**** Document segment

Oleta Adams (born May 4, 1953) is an American singer and pianist. She found limited success during the early 1980s, before gaining fame via her contributions to Tears for Fears's international chart-topping album The Seeds of Love (1989). Her albums Circle of One (1991) and Evolution (1993) were top 10 hits in the UK; the former yielded a Grammy-nominated cover of Brenda Russell's "Get Here", which was a top 5 hit in both the UK and the US. Adams has been nominated for four Grammy Awards, as well as two Soul Train Music Awards.

Biography
Adams was born the daughter of a preacher and was raised listening to gospel music. In her youth, her family moved to Yakima, Washington, which is sometimes shown as her place of birth. She got her musical start in the church.

Before gaining her opportunity to perform, Adams faced a great deal of rejection. In the 1970s, she moved to Los Angeles, California, where she recorded a demo tape. However, many music executives were exclusively interested in disco music rather than Adams' preferred style.

With the advice of her singing coach, Lee Farrell, Adams moved to Kansas City, Missouri, where she did a variety of local gigs. She started her career in the early 1980s with two self-financed albums, which had limited success.

Oleta Adams sang the National Anthem prior to Game Two of the 1984 American League Championship Series.

Collaboration with Tears for Fears
In 1985, Adams was discovered by Roland Orzabal and Curt Smith, founders of the English band Tears for Fears, while she was performing in the Peppercorn Duck Club at the Hyatt Hotel in Kansas City, while they were on a US tour. Soon after, Adams stopped performing in hotels and had started to look for alternative employment. In 1987, Orzabal and Smith contacted her to invite her to join their band as a singer and pianist on their next album, The Seeds of Love. A year later she participated in two sessions while she toured the Nordic countries.

********

■ The tasks
a: According to the Oleta Adams biography, where was Adams performing when Roland Orzabal and Curt Smith discovered her?
b: Go on with the Oleta Adams biography, picking up after its last sentence.
The listing that follows was taken from a separate source.

**** Extracted information

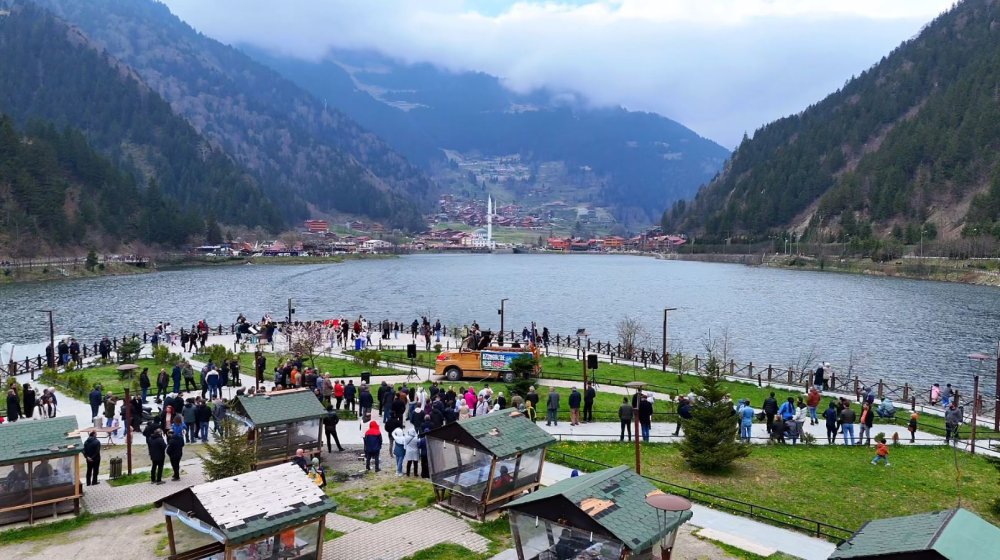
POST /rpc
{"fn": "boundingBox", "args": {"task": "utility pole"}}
[660,307,677,371]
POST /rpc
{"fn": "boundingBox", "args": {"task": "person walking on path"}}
[364,420,382,472]
[618,397,639,441]
[167,436,184,480]
[639,395,653,441]
[944,401,964,445]
[840,406,857,445]
[583,383,597,424]
[545,387,559,426]
[146,429,167,484]
[323,404,344,453]
[823,401,839,445]
[83,430,101,486]
[569,387,583,426]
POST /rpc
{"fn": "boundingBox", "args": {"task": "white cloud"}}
[160,0,951,147]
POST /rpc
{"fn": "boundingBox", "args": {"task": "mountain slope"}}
[37,0,431,228]
[243,46,729,222]
[676,0,1000,240]
[0,4,282,234]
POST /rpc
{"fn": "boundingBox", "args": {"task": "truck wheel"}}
[444,366,462,381]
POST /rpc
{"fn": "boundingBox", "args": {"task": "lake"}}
[0,254,1000,391]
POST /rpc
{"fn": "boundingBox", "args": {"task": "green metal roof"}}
[830,508,1000,560]
[0,416,83,465]
[237,389,326,427]
[507,465,691,550]
[454,411,556,457]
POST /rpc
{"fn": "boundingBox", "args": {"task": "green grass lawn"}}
[546,442,1000,530]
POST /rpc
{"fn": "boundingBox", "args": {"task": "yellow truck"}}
[434,348,539,383]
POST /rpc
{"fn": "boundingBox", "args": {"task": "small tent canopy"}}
[427,410,556,518]
[507,466,691,560]
[0,416,83,525]
[830,508,1000,560]
[156,463,337,558]
[228,389,326,467]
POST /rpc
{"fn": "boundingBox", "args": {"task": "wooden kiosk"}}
[0,416,83,525]
[427,409,556,519]
[227,389,326,469]
[507,466,691,560]
[156,463,337,560]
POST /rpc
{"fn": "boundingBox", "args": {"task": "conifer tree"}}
[680,356,750,472]
[198,418,257,481]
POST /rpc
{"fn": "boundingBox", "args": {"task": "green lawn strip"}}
[0,504,153,544]
[403,543,489,560]
[108,467,175,488]
[546,442,1000,530]
[327,478,434,523]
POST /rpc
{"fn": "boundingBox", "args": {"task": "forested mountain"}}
[242,45,729,223]
[663,0,1000,240]
[0,3,282,243]
[35,0,432,228]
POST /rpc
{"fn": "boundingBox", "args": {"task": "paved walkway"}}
[323,507,490,560]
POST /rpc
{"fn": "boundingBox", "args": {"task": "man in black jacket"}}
[83,430,101,486]
[146,430,167,484]
[764,392,778,434]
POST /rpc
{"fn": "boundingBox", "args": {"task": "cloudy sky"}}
[165,0,952,148]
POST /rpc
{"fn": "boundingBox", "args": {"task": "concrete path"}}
[323,507,490,560]
[542,462,836,560]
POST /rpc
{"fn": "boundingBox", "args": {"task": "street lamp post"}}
[660,307,677,371]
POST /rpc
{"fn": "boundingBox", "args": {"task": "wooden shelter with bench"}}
[227,389,326,468]
[427,409,556,519]
[156,463,337,560]
[0,416,83,525]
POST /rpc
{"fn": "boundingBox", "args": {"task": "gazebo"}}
[507,466,691,560]
[427,410,556,519]
[227,389,326,468]
[156,463,337,560]
[830,508,1000,560]
[0,416,83,525]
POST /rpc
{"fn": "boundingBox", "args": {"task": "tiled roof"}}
[0,416,83,465]
[830,508,1000,560]
[507,466,691,550]
[446,411,556,457]
[164,463,337,544]
[237,389,326,427]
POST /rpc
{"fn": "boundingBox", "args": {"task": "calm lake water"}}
[0,255,1000,390]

********

■ Responses for each task
a: In the Peppercorn Duck Club at the Hyatt Hotel in Kansas City.

b:
In 1989, the album was released and the single "Woman in Chains", sung as a duet by Adams and Orzabal and with Phil Collins on drums, became her first hit. Adams embarked on a world tour with Tears For Fears in 1990, performing by herself as the supporting artist at the start of each show, and remaining onstage throughout the Tears For Fears set where she would provide piano and vocals.

1990s
Following her work with Tears For Fears, Adams was offered a recording contract by their label, Fontana Records, and restarted her solo career in 1990. After meeting a number of producers, she worked with Orzabal, who co-produced her new album, Circle of One. The album received acclaim, and eventually peaked at No. 1 in the UK Albums Chart in 1991, after she scored her biggest hit to date with a Grammy nominated cover of Brenda Russell's "Get Here". The song reached the UK and US top 5 and became popular during the 1991 Gulf War conflict, as families of deployed troops in the region embraced the tune as a theme song.
1991 also saw Adams sign to independent music publisher Fairwood Music, and contribute to the Elton John/Bernie Taupin tribute album Two Rooms, on which appeared her version of John's 1974 hit "Don't Let the Sun Go Down On Me". Adams' version became another top 40 hit in the UK.

Her next album, Evolution (1993), was also a commercial success, making the UK top 10. It also featured her self-penned adult contemporary single "Window of Hope". Her 1995 release, Moving On, saw Adams move more in the direction of R&B, and she also reunited with Roland Orzabal for the duet "Me and My Big Ideas", on the Tears For Fears album, Raoul and the Kings of Spain, the same year. Two years later, she released the Christian themed album  Come Walk with Me, where she received a nomination for a Grammy Award for "Holy Is the Lamb" in 1997.

In 1998, she toured as a guest vocalist on Phil Collins's Big Band Jazz Tour.

2000s
In 2001, Adams released her sixth album, All the Love, a return to an R&B/Adult contemporary sound. The album was re-released in 2004 in Germany with a different title I Can't Live a Day without You.

In 2004, Adams reunited with Tears for Fears once again as she made a surprise guest appearance onstage at their Kansas City concert, performing "Woman in Chains".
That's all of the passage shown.